» **節選內容**

其中_cur 表示當前值,_pre表示interval時間前的值。上表中的所有值可取到兩位小數點。

2:查看磁盤io情況及CPU負載--vmstat
usage: vmstat [-V] [-n] [delay [count]]
              -V prints version.
              -n causes the headers not to be reprinted regularly.
              -a print inactive/active page stats.
              -d prints disk statistics
              -D prints disk table
              -p prints disk partition statistics
              -s prints vm table
              -m prints slabinfo
              -S unit size
              delay is the delay between updates in seconds. 
              unit size k:1000 K:1024 m:1000000 M:1048576 (default is K)
              count is the number of updates.

vmstat從/proc/stat獲得數據

輸出的含義如下: 
FIELD DESCRIPTION FOR VM MODE
   Procs
       r: The number of processes waiting for run time.
       b: The number of processes in uninterruptible sleep.

   Memory
       swpd: the amount of virtual memory used.
       free: the amount of idle memory.
       buff: the amount of memory used as buffers.
       cache: the amount of memory used as cache.
       inact: the amount of inactive memory. (-a option)
       active: the amount of active memory. (-a option)

   Swap
       si: Amount of memory swapped in from disk (/s).
       so: Amount of memory swapped to disk (/s).

   IO
       bi: Blocks received from a block device (blocks/s).
       bo: Blocks sent to a block device (blocks/s).

   System
       in: The number of interrupts per second, including the clock.
       cs: The number of context switches per second.

   CPU
       These are percentages of total CPU time.
       us: Time spent running non-kernel code. (user time, including nice time)
       sy: Time spent running kernel code. (system time)
       id: Time spent idle. Prior to Linux 2.5.41, this includes IO-wait time.
       wa: Time spent waiting for IO. Prior to Linux 2.5.41, shown as zero.
       st: Time spent in involuntary wait. Prior to Linux 2.6.11, shown as zero.

» **資料集條目**

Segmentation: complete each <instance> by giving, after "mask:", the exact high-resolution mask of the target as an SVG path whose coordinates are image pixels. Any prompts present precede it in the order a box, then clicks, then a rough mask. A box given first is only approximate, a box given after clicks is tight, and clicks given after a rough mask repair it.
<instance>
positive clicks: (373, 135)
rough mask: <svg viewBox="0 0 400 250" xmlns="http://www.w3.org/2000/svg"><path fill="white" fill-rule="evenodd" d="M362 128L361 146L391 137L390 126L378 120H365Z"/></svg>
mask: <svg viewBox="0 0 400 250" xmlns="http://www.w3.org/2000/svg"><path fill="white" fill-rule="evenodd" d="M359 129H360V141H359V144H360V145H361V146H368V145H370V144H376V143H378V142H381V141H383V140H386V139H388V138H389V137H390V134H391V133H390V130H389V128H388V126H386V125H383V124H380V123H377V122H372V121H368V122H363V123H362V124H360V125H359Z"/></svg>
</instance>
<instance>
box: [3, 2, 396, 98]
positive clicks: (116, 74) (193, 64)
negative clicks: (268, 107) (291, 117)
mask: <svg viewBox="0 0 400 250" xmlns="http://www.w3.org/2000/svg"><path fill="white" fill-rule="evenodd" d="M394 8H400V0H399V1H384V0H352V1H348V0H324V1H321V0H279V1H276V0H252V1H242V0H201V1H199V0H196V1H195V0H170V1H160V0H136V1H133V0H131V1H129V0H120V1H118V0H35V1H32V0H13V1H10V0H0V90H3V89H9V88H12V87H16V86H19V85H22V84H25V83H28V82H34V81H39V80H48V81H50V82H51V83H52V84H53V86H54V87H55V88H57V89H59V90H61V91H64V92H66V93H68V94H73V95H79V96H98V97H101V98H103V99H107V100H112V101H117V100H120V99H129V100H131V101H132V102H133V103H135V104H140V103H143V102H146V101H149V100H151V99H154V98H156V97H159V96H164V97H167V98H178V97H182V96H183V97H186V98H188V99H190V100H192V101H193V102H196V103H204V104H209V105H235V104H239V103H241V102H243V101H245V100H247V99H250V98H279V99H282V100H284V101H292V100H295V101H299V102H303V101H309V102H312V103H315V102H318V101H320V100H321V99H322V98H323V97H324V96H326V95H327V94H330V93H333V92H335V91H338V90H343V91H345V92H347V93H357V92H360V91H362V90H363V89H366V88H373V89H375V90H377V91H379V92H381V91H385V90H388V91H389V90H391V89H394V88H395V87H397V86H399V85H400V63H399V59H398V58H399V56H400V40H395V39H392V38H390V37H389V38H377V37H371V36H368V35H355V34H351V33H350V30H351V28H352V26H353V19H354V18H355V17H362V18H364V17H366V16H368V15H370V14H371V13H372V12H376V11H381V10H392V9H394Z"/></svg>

--

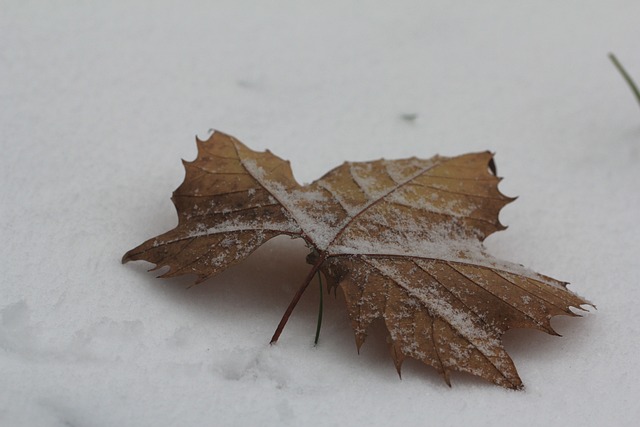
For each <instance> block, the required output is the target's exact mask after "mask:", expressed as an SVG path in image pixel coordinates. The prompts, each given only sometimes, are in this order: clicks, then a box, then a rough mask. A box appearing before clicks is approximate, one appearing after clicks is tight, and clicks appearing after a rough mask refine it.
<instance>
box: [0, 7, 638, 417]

* * *

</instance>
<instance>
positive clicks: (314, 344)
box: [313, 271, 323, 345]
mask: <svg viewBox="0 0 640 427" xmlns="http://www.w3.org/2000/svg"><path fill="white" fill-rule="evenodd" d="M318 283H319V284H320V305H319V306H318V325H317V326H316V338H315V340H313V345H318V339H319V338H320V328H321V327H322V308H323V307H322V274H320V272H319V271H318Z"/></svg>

» **待辦操作**
1 – 根據節選內容,vmstat 從哪裡獲得數據?
2 – 請照原樣重複條目中的各行,從包含「Segmentation: complete each」的那一行開始,到包含「rough mask: <svg」的那一行結束,首尾兩行都要包括。

» **任務結果**
1 – vmstat 從 /proc/stat 獲得數據。

2 –
Segmentation: complete each <instance> by giving, after "mask:", the exact high-resolution mask of the target as an SVG path whose coordinates are image pixels. Any prompts present precede it in the order a box, then clicks, then a rough mask. A box given first is only approximate, a box given after clicks is tight, and clicks given after a rough mask repair it.
<instance>
positive clicks: (373, 135)
rough mask: <svg viewBox="0 0 400 250" xmlns="http://www.w3.org/2000/svg"><path fill="white" fill-rule="evenodd" d="M362 128L361 146L391 137L390 126L378 120H365Z"/></svg>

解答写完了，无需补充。